→ Written exercise: Lay out the stretch from the start of the items through the line containing "<point>607,180</point>" as a Markdown table. Use two columns, No. for the row number and Text for the line, and leave out any blank lines.

→ Available records:
··········
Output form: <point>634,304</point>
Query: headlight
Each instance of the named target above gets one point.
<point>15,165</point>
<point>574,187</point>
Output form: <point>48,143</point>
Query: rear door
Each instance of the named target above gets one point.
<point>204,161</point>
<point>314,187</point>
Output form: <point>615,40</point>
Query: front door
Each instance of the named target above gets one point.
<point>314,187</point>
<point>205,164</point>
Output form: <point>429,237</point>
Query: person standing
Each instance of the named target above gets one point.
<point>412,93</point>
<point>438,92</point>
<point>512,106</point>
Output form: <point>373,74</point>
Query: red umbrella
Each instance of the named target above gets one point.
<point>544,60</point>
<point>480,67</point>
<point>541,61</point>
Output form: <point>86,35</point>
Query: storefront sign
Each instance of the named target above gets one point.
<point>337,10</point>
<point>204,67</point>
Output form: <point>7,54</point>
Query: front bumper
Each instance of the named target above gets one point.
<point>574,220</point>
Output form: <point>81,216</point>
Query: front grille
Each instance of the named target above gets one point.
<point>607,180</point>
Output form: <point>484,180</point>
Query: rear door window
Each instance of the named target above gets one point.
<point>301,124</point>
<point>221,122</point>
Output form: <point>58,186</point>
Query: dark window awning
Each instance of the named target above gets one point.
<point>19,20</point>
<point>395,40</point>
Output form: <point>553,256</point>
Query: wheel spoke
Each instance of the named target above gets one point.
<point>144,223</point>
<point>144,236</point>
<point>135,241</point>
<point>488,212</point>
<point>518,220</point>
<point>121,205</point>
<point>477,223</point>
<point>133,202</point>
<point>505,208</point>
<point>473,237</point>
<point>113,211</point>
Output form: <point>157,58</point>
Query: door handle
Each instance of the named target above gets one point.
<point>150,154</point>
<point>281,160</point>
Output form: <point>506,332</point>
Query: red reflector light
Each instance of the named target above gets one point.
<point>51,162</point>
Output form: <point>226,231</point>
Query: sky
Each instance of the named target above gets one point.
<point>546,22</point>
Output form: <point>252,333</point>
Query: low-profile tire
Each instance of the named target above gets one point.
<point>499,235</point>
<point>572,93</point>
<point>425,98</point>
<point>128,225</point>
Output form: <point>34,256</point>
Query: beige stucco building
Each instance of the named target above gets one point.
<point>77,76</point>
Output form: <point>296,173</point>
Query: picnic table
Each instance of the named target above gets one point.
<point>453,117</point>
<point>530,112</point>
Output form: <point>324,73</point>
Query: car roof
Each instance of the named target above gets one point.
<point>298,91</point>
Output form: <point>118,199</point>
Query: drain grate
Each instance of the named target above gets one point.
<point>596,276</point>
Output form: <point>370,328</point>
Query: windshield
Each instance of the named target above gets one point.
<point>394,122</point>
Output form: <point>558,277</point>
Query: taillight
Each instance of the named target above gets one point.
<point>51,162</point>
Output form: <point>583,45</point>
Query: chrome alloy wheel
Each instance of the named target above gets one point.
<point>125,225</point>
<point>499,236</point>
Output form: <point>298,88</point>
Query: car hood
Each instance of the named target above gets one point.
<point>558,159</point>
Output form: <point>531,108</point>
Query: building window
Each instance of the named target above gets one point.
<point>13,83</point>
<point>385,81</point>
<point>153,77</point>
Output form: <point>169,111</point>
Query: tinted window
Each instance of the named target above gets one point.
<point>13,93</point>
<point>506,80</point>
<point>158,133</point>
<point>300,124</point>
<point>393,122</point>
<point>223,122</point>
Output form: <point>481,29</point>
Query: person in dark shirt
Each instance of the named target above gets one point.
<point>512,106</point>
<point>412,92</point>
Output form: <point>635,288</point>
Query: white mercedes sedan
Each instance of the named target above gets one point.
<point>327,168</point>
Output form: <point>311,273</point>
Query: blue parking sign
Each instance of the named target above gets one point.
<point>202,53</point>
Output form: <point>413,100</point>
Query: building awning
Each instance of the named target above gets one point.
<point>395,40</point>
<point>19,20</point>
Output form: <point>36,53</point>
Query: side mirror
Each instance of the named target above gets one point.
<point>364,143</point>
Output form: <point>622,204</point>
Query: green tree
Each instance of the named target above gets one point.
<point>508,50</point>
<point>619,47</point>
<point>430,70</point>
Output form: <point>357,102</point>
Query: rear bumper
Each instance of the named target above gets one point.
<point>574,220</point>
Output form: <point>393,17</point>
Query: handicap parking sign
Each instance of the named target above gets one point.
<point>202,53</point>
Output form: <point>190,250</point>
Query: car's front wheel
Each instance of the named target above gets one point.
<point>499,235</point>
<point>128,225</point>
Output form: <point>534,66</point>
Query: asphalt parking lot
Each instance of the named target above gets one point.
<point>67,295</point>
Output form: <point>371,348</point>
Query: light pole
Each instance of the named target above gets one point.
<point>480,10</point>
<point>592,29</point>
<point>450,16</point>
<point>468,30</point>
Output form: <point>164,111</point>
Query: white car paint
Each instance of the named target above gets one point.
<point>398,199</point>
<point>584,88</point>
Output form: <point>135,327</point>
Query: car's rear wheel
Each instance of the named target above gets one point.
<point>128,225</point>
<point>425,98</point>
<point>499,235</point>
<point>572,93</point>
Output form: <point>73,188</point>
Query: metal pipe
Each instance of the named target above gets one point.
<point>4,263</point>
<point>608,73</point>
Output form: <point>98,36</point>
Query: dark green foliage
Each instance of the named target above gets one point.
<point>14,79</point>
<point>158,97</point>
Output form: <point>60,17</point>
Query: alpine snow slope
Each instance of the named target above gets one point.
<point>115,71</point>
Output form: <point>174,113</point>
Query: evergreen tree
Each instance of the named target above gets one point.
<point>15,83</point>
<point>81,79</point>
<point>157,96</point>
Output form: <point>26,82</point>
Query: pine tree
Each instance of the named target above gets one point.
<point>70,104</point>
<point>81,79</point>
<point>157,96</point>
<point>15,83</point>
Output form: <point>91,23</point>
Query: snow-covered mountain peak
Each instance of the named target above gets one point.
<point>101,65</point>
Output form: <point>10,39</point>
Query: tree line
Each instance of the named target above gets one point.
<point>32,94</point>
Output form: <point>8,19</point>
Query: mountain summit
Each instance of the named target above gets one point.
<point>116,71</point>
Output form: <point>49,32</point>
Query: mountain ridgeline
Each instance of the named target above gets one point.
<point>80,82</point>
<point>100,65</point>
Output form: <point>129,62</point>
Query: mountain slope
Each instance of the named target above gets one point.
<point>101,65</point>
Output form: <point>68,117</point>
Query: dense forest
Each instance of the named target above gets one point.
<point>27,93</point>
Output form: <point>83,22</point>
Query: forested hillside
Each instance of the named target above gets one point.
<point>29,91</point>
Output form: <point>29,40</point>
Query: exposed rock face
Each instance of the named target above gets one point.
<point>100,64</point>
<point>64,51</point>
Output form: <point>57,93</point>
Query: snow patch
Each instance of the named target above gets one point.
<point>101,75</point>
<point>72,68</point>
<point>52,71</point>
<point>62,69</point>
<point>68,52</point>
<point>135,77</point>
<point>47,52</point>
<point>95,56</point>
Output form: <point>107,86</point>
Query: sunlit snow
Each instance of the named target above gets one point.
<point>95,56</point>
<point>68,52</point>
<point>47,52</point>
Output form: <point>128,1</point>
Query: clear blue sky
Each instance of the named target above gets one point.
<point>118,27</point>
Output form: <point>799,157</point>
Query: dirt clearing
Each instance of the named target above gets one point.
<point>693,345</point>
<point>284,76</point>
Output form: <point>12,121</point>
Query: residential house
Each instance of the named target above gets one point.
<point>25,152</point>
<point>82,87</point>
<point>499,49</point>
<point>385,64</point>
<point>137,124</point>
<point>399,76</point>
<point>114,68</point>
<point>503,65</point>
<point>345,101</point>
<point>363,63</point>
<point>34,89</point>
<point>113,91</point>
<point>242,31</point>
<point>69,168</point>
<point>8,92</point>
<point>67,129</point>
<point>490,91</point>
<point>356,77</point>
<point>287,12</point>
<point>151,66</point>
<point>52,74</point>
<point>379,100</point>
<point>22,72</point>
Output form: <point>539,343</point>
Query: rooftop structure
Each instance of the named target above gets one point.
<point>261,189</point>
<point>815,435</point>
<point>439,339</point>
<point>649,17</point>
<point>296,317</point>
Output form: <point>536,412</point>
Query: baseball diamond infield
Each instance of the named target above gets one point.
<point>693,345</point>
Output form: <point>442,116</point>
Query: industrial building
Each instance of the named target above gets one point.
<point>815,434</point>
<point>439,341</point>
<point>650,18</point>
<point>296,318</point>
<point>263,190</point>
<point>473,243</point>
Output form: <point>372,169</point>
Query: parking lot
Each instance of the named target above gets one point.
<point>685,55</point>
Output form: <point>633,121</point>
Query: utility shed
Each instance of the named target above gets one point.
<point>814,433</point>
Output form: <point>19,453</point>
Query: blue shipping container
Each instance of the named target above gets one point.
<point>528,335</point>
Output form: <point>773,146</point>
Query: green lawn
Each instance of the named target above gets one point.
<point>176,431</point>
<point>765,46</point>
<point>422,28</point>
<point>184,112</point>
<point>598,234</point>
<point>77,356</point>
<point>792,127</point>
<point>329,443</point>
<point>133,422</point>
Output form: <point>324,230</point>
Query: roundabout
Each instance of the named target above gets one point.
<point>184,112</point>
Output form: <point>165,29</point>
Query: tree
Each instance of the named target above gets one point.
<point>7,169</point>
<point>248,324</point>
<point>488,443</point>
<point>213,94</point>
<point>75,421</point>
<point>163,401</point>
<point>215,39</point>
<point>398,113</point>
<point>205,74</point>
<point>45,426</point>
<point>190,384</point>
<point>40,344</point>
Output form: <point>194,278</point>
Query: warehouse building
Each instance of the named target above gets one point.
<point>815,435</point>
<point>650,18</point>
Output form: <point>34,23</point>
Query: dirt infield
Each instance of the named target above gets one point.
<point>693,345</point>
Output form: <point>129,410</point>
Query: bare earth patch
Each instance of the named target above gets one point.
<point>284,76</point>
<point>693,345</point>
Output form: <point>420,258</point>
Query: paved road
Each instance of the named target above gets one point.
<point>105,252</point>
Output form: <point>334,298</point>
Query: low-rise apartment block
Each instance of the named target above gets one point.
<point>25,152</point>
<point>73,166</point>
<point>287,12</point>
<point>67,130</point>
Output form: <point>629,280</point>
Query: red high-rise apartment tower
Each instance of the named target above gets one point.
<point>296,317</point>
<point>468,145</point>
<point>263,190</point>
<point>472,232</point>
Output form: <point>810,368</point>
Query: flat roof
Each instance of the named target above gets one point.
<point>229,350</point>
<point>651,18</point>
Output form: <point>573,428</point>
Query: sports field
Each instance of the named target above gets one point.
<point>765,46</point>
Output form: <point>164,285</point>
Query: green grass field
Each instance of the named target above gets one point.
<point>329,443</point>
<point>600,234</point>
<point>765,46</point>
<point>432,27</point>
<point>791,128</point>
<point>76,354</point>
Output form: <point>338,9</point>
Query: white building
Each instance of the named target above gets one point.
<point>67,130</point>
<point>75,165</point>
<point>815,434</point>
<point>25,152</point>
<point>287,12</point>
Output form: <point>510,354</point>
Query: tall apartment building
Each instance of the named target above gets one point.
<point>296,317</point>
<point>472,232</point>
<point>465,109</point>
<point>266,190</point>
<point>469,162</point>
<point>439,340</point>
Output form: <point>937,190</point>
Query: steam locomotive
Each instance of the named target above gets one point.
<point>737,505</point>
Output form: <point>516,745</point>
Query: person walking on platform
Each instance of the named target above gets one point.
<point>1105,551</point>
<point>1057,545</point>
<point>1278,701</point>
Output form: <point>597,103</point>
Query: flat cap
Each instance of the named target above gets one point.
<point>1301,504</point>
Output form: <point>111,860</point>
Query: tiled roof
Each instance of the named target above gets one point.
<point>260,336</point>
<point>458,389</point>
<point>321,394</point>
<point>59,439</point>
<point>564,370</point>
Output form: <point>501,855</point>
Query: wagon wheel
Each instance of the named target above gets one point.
··········
→ Response to this task:
| No. | Text |
|---|---|
| 1 | Output form: <point>634,304</point> |
| 2 | Query: headlight |
| 3 | Each instance of the named target above gets one point. |
| 4 | <point>15,165</point> |
| 5 | <point>574,187</point> |
| 6 | Output form: <point>48,143</point> |
| 7 | Query: rear door |
| 8 | Each instance of the named target above gets one point. |
| 9 | <point>204,161</point> |
| 10 | <point>314,187</point> |
| 11 | Output form: <point>615,40</point> |
| 12 | Query: front door |
| 13 | Each instance of the named target above gets one point. |
| 14 | <point>314,187</point> |
| 15 | <point>205,164</point> |
| 16 | Output form: <point>429,237</point> |
| 17 | Query: person standing |
| 18 | Each instance of the named target above gets one point. |
| 19 | <point>412,93</point> |
| 20 | <point>438,92</point> |
| 21 | <point>512,106</point> |
| 22 | Output form: <point>373,74</point> |
| 23 | Query: red umbrella |
| 24 | Each instance of the named target above gets one point. |
| 25 | <point>544,60</point> |
| 26 | <point>480,67</point> |
| 27 | <point>541,61</point> |
| 28 | Output form: <point>86,35</point> |
| 29 | Query: storefront sign |
| 30 | Each instance of the named target above gets one point. |
| 31 | <point>337,10</point> |
| 32 | <point>204,67</point> |
| 33 | Output form: <point>7,54</point> |
| 34 | Query: front bumper |
| 35 | Each instance of the named target above gets one point. |
| 36 | <point>574,220</point> |
| 37 | Output form: <point>81,216</point> |
| 38 | Query: front grille |
| 39 | Each instance of the named target above gets one point. |
| 40 | <point>607,180</point> |